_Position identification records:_
——

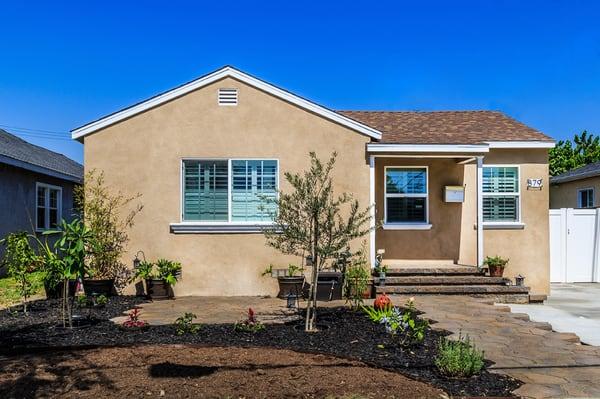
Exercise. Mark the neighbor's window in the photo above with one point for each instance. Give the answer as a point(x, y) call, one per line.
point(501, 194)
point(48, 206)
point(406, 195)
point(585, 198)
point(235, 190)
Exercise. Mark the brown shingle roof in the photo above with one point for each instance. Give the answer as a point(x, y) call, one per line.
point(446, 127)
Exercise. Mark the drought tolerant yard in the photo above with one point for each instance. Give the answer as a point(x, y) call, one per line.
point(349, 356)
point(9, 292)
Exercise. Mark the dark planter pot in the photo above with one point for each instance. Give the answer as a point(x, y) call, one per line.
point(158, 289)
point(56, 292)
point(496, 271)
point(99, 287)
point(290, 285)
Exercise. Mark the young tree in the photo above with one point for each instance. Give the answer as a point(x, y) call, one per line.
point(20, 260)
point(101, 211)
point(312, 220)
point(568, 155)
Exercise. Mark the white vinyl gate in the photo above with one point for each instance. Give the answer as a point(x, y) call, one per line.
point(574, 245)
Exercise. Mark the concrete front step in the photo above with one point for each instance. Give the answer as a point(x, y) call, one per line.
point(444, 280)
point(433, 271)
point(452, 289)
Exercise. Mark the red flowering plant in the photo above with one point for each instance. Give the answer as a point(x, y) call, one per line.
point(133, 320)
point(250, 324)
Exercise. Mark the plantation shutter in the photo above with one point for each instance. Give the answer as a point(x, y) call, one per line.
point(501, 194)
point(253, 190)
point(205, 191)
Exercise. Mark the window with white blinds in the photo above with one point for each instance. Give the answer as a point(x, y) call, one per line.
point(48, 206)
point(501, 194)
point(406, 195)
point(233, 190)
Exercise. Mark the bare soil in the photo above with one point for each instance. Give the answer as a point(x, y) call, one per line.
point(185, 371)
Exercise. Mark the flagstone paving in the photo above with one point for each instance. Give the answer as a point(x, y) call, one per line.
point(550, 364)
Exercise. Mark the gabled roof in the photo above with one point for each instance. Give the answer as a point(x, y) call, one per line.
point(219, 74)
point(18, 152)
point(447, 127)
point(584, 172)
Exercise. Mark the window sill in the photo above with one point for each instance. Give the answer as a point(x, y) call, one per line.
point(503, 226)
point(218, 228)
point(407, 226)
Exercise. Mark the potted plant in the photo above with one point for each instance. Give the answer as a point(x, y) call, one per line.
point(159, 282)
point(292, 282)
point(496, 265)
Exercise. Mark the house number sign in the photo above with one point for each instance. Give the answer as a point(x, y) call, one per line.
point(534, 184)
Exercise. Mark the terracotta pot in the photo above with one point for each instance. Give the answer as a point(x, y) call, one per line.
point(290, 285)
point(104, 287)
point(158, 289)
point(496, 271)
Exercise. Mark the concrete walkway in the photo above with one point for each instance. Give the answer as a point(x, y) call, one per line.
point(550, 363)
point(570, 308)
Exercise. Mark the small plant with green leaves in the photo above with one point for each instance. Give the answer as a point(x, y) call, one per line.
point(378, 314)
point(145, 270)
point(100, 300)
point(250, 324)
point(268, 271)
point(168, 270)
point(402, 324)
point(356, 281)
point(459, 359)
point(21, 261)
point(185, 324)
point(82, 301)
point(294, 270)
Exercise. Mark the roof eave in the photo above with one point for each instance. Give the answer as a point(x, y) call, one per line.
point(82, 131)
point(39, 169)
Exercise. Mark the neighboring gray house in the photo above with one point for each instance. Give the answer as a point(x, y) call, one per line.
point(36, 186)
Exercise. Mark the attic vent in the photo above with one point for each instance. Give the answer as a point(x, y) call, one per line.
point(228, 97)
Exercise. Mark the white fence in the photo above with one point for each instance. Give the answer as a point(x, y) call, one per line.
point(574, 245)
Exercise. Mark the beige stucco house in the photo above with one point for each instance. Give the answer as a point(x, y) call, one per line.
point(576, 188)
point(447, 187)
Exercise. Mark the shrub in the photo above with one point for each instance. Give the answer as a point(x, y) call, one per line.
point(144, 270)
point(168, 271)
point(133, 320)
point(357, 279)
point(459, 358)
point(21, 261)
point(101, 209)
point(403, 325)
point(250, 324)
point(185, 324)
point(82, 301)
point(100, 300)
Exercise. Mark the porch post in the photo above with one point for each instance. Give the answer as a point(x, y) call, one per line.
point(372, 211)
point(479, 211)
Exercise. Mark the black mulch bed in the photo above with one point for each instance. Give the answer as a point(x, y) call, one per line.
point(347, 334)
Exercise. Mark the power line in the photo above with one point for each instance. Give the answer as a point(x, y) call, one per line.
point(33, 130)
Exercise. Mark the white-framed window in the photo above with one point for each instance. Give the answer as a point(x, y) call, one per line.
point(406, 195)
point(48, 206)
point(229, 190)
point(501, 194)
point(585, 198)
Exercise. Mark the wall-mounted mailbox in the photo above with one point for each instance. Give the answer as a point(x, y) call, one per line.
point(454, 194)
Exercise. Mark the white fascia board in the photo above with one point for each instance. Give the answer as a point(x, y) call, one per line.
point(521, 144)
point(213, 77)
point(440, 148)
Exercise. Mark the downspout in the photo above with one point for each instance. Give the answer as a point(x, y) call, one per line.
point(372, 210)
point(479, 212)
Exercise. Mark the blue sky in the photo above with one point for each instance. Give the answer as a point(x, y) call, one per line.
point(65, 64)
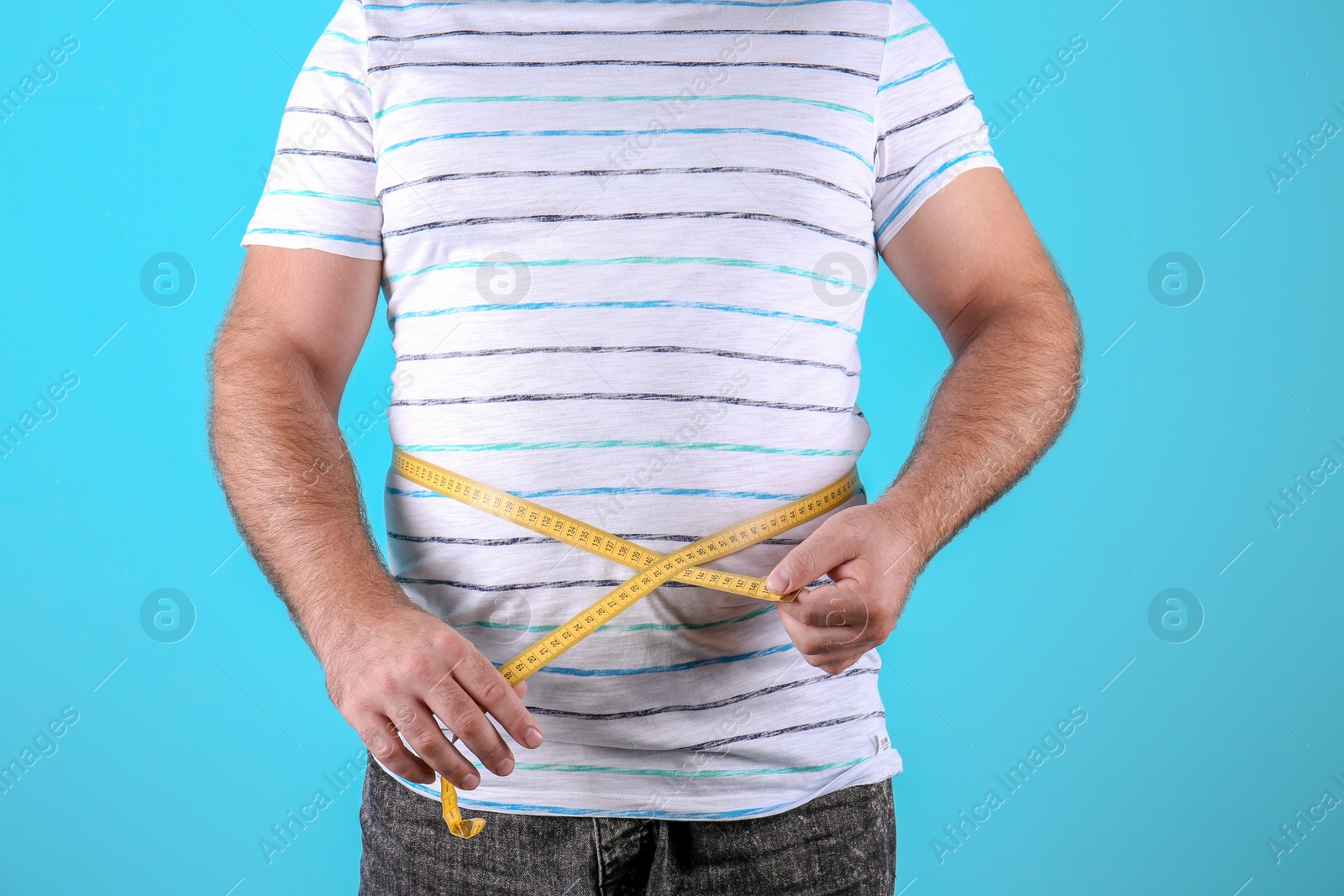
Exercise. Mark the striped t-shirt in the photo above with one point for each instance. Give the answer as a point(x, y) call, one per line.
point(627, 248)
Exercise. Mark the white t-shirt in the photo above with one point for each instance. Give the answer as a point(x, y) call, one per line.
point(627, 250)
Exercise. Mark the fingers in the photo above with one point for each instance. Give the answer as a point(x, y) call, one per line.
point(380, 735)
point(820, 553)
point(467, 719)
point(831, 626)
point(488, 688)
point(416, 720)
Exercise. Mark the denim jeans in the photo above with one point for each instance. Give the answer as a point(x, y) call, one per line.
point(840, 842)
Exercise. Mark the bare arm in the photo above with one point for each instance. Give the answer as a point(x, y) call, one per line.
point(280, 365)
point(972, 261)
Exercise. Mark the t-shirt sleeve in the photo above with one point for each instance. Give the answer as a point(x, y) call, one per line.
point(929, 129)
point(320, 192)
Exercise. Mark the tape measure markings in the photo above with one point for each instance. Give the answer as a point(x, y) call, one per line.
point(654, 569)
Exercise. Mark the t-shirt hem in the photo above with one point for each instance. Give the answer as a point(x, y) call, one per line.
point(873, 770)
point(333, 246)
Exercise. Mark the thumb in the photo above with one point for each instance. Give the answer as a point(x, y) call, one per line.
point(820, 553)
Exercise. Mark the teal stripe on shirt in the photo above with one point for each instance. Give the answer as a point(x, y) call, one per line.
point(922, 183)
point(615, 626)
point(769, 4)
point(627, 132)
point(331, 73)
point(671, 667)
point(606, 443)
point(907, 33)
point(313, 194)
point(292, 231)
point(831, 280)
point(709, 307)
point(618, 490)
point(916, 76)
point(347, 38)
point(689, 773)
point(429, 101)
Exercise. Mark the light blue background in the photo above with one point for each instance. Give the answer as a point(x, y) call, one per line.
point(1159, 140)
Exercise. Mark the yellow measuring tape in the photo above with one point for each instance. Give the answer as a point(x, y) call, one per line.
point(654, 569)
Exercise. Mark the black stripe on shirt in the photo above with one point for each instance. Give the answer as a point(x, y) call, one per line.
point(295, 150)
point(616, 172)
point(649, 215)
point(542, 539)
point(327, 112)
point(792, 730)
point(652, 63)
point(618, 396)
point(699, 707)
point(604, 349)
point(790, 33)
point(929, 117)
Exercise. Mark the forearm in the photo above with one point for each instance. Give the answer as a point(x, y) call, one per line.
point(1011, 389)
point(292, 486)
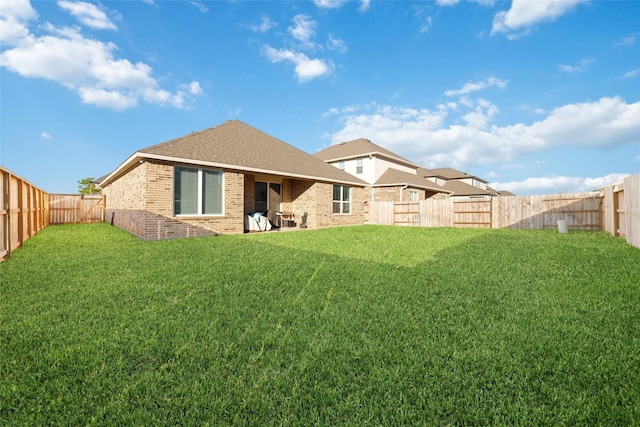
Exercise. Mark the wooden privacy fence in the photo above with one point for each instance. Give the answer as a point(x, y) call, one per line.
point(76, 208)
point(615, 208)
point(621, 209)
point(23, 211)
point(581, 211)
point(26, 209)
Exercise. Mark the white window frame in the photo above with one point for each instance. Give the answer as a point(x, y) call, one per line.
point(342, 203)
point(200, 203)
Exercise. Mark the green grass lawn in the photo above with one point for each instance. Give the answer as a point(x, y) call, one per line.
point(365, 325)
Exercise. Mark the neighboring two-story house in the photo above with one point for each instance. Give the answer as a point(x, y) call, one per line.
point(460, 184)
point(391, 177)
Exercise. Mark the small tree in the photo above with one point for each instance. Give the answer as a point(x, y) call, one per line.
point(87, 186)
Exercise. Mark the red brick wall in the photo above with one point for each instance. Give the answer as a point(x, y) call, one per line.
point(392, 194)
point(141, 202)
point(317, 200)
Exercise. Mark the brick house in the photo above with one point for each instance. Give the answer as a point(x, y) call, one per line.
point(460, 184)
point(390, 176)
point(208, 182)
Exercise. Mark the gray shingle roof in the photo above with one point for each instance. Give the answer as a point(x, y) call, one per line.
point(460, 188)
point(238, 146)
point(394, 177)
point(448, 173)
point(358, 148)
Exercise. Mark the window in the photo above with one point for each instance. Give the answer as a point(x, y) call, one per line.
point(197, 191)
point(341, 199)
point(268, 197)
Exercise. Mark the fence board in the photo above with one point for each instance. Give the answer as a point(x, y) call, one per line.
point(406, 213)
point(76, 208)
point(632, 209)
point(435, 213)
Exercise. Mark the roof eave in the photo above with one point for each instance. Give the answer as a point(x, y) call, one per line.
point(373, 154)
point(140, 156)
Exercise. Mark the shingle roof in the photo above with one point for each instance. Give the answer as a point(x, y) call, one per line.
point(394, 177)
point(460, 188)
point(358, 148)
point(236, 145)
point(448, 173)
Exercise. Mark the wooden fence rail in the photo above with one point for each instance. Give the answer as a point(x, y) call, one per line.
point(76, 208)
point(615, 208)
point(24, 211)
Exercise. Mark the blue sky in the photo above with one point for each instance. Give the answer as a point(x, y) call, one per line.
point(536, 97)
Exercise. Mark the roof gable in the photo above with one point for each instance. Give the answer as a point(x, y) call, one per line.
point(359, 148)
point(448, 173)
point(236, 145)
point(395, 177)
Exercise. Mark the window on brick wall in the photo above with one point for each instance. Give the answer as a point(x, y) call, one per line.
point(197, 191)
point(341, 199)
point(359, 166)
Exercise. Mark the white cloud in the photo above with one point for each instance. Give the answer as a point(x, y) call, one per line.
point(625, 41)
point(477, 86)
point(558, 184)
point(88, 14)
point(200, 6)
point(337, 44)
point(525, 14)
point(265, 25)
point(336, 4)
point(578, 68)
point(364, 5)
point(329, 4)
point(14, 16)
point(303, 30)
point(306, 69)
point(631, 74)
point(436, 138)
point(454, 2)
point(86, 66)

——

_Exercise:_
Reproduce the items verbatim from the line containing "Exercise. Mark the black stripe" up to and including the line containing "point(208, 182)", leaving out any pictures.

_Exercise result:_
Exercise. Mark the black stripe on shirt in the photo above with one point for each instance. Give the answer as a point(x, y) call, one per line.
point(295, 150)
point(616, 172)
point(649, 215)
point(542, 539)
point(327, 112)
point(792, 730)
point(652, 63)
point(618, 396)
point(699, 707)
point(604, 349)
point(790, 33)
point(929, 117)
Exercise. Mark the forearm in the photo above with one point for each instance. Give the answer as a point(x, y) call, one per line.
point(1011, 389)
point(292, 486)
Exercise. Mark the wooden privacy fence in the photo above with one point for each instance. Give the answer as a point(x, y) call, one per line.
point(76, 208)
point(615, 208)
point(621, 209)
point(23, 211)
point(581, 211)
point(26, 209)
Exercise. Mark the white window frame in the photo above with one point for each instance. Give the answer as a point(x, y) call, one per line.
point(342, 203)
point(200, 203)
Exercise. Mark the green grass lawn in the photo above with one point for each instance. Give the answer as a point(x, y) call, one per line.
point(365, 325)
Exercise. Mark the neighboring two-story house in the photo above with one point for each instance. Give the answer as a point(x, y) call, one per line.
point(460, 184)
point(391, 177)
Exercise. Mark the small tree in the photo above with one point for each instance. Give the answer as a point(x, y) call, one per line.
point(87, 186)
Exercise. Mark the red brick wall in the photo above with one point for each instance. Give the answer as a point(x, y) call, one per line.
point(392, 194)
point(141, 202)
point(317, 200)
Exercise. Mark the brick house in the photo above with one point for each instance. Give the answer as a point(x, y) call, one per line.
point(460, 184)
point(390, 176)
point(208, 182)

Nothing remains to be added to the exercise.